▶ Required task: Quote the forum post word for word, from "# The most significant" up to and including "WAL is needed.".

Re: In-placre persistance change of a relation

Поиск
Список
Период
Сортировка
От Kyotaro Horiguchi
Тема Re: In-placre persistance change of a relation
Дата
Msg-id 20240604.160032.391318120410028809.horikyota.ntt@gmail.com
обсуждение исходный текст
Ответ на Re: In-placre persistance change of a relation  (Michael Paquier <michael@paquier.xyz>)
Ответы Re: In-placre persistance change of a relation
Список pgsql-hackers
Thank you for the comments.

# The most significant feedback I received was that this approach is
# not misdirected..

At Tue, 4 Jun 2024 09:09:12 +0900, Michael Paquier <michael@paquier.xyz> wrote in 
> On Tue, May 28, 2024 at 04:49:45PM -0700, Jelte Fennema-Nio wrote:
> > Two notes after looking at this quickly during the advanced patch
> > feedback session:
> > 
> > 1. I would maybe split 0003 into two separate patches. One to make SET
> > UNLOGGED fast, which seems quite easy to do because no WAL is needed.
> > And then a follow up to make SET LOGGED fast, which does all the
> > XLOG_FPI stuff.
> 
> Yeah, that would make sense.  The LOGGED->UNLOGGED part is
> straight-forward because we only care about the init fork.  The
> UNLOGGED->LOGGED case bugs me, though, a lot.

I indeed agree with that. Will do that in the next version.

> > 2. When wal_level = minitam, still some WAL logging is needed. The
> > pages that were changed since the last still need to be made available
> > for crash recovery.

▶ Given information:
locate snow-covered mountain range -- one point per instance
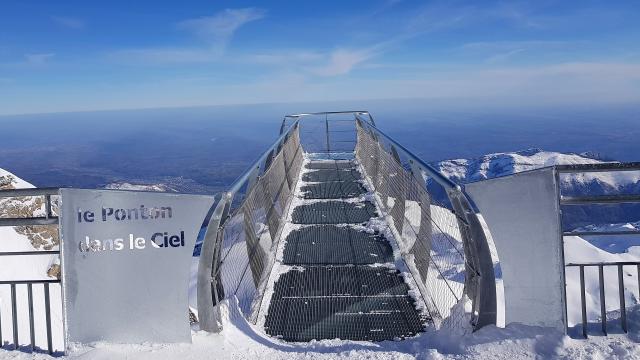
(501, 164)
(140, 187)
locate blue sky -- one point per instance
(88, 55)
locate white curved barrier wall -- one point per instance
(522, 213)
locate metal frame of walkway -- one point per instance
(327, 176)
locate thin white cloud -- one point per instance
(219, 28)
(37, 59)
(342, 61)
(69, 22)
(502, 57)
(214, 31)
(167, 55)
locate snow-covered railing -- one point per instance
(621, 266)
(237, 251)
(17, 303)
(448, 254)
(444, 245)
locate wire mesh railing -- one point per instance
(244, 229)
(441, 245)
(22, 297)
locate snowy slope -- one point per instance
(25, 267)
(502, 164)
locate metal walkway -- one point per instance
(335, 290)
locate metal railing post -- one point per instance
(603, 304)
(32, 334)
(583, 302)
(207, 285)
(14, 316)
(623, 309)
(47, 309)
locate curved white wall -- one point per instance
(521, 211)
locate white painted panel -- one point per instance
(521, 211)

▶ Expected answer:
# The most significant feedback I received was that this approach is
# not misdirected..

At Tue, 4 Jun 2024 09:09:12 +0900, Michael Paquier <michael@paquier.xyz> wrote in 
> On Tue, May 28, 2024 at 04:49:45PM -0700, Jelte Fennema-Nio wrote:
> > Two notes after looking at this quickly during the advanced patch
> > feedback session:
> > 
> > 1. I would maybe split 0003 into two separate patches. One to make SET
> > UNLOGGED fast, which seems quite easy to do because no WAL is needed.